**Consigne 1**
Signalez chaque ligne des entrées où figure la chaîne « exact », en la recopiant intégralement.

-=-=-=-=-

Dérivations

Pour le débat urbain

L’urbanisme tactique, une autre manière de faire la ville

Le succès actuel de l’urbanisme tactique est lié à l’essoufflement du modèle du Master Plan, trop souvent associé à des travaux infrastructurels lourds et couteux. L’urbanisme tactique se focalise, lui, sur des interventions ponctuelles et réversibles en milieu urbain. Il s’appuie sur les réseaux sociaux et culturels existants pour « réenchanter la ville » et contribuer à une forme d’empowerment des habitants. Nous plaidons pour un recours à ce modèle d’urbanisme tactique dans le cadre des interventions dans les quartiers en difficulté.

La fin du Master Plan ?

Le Master Plan est un outil d’urbanisme lié à la transposition des démarches de planification stratégique depuis le domaine de l’entreprise vers celui de la ville et de l’urbanisme. Les Master Plans reposent sur la coordination d’un grand nombre d’acteurs, publics et privés, qui s’associent afin de transformer en profondeur les structures spatiales d’une partie de la ville. De nature non réglementaire et indicative, on va les voir fleurir dans l’Europe entière dans le cadre d’une série de programmes de régénération urbaine dans des espaces marqués par la désindustrialisation.

A titre d’illustration, on remarquera qu’un Master Plan très ambitieux a été mis en œuvre, chez nous, dans la commune de Seraing, de manière à accompagner la transformation de la ville liée à la fermeture de la phase à chaud. Il reposait sur une collaboration étroite entre responsables de la ville de Seraing, qui souhaitaient par là reprendre en main l’avenir de leur territoire, et les « grands acteurs » métropolitains et régionaux (SPW Route, SRWT, administration régionale de l’urbanisme, SPI etc.) ainsi que des acteurs privés (en particulier Arcelor qui souhaitait conserver la maîtrise foncière de ses terrains).

Ce modèle transnational du Master Plan apparaît aujourd’hui remis en question.

Un premier motif d’interrogation est lié à la baisse structurelle de moyens publics pour financer de tels programmes de régénération urbaine. On a pu par ailleurs reprocher aux Master Plans une forme de standardisation et de reproduction de mêmes recettes dans des contextes urbains très différents, avec des résultats parfois décevants. On constate par ailleurs que ces démarches de Master Plan tendent à ignorer une série de demandes citoyennes et ce même lorsque des dispositifs de participation sont mis en œuvre pour accompagner la démarche de réflexion.

Plus fondamentalement, le Master Plan se concentre largement sur des investissements dans les composantes physiques et matérielles de la ville — infrastructures de communication, équipements culturels phares, nouveaux quartiers —, avec souvent la désagréable surprise que la dynamique urbaine ne prend pas et que ces « beaux objets urbains » se dégradent après quelques années. Ceci est lié au fait que ce mode d’intervention mise essentiellement sur les composantes « hardware » de la ville. Il oublie l’importance du substrat social et culturel de nos espaces de vie, le « software » de la ville, qui joue un rôle de premier plan dans les dynamiques de régénération urbaine. Or ce substrat social et culturel joue un rôle fondamental en matière d’intégration sociale et d’émancipation individuelle.

-=-=-=-=-

**Consigne 2**
Répondez aux questions suivantes à partir du texte sur l'urbanisme tactique :
(a) Dans quelle commune un Master Plan très ambitieux a-t-il été mis en œuvre ?
(b) Quel acteur privé souhaitait conserver la maîtrise foncière de ses terrains ?
(c) Quel terme le texte emploie-t-il pour désigner le substrat social et culturel des espaces de vie ?

-=-=-=-=-

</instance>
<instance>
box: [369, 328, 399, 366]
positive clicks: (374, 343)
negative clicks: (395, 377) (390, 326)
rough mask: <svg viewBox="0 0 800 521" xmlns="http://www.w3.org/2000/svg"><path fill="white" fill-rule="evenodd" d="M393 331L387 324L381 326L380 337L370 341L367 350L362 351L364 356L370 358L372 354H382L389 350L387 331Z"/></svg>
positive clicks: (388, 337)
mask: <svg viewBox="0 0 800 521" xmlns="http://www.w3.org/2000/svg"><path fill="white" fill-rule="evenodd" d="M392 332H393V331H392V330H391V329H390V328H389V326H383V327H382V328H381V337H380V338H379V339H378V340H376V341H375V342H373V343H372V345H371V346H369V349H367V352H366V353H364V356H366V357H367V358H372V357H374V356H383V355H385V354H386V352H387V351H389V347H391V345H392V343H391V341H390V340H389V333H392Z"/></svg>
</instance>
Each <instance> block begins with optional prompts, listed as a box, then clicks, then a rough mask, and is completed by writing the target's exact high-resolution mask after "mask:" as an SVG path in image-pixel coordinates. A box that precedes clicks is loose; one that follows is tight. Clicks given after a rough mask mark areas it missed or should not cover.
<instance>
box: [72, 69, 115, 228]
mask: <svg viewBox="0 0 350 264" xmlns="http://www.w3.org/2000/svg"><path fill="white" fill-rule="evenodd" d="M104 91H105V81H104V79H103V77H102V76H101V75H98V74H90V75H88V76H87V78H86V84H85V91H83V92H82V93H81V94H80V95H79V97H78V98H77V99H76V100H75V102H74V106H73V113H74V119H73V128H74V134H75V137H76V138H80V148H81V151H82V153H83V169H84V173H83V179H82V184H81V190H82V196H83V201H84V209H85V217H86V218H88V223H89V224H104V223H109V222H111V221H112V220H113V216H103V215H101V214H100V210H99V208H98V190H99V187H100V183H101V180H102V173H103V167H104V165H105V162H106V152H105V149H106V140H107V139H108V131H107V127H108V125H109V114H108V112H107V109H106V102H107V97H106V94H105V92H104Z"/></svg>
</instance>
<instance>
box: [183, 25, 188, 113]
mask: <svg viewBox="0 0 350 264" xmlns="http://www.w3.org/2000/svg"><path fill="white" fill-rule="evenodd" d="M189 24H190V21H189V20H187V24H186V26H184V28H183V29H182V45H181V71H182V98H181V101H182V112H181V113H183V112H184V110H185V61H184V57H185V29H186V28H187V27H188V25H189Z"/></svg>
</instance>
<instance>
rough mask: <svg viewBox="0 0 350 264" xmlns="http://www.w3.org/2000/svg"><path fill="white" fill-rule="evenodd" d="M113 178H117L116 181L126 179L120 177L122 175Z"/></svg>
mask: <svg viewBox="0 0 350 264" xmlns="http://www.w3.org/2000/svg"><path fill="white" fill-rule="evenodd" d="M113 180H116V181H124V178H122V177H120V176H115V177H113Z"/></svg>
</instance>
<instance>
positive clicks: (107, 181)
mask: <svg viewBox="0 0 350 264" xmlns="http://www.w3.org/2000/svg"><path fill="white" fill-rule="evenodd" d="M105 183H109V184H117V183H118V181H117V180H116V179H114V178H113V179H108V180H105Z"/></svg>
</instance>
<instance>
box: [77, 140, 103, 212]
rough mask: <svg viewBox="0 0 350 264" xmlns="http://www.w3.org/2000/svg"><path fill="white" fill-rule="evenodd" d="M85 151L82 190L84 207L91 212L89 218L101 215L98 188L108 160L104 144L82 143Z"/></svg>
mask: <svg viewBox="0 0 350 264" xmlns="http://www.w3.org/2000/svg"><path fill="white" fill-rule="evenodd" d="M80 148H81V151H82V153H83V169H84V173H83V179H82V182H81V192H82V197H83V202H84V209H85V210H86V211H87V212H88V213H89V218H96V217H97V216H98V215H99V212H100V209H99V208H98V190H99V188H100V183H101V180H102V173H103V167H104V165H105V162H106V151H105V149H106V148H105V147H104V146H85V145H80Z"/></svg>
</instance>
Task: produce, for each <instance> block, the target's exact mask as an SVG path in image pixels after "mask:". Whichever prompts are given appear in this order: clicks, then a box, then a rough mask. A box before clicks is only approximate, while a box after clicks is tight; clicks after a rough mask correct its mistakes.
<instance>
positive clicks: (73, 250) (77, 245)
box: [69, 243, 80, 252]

-=-=-=-=-

**Réponse rédigée 1**
Each <instance> block begins with optional prompts, listed as a box, then clicks, then a rough mask, and is completed by writing the target's exact high-resolution mask after "mask:" as an SVG path in image-pixel coordinates. A box that precedes clicks is loose; one that follows is tight. Clicks given after a rough mask mark areas it missed or should not cover.
Task: produce, for each <instance> block, the target's exact mask as an SVG path in image pixels after "mask:". Whichever prompts are given appear in this order: clicks, then a box, then a rough mask. A box before clicks is only approximate, while a box after clicks is tight; clicks after a rough mask correct its mistakes.

**Réponse rédigée 2**
(a) À Seraing.
(b) Arcelor.
(c) Le « software » de la ville.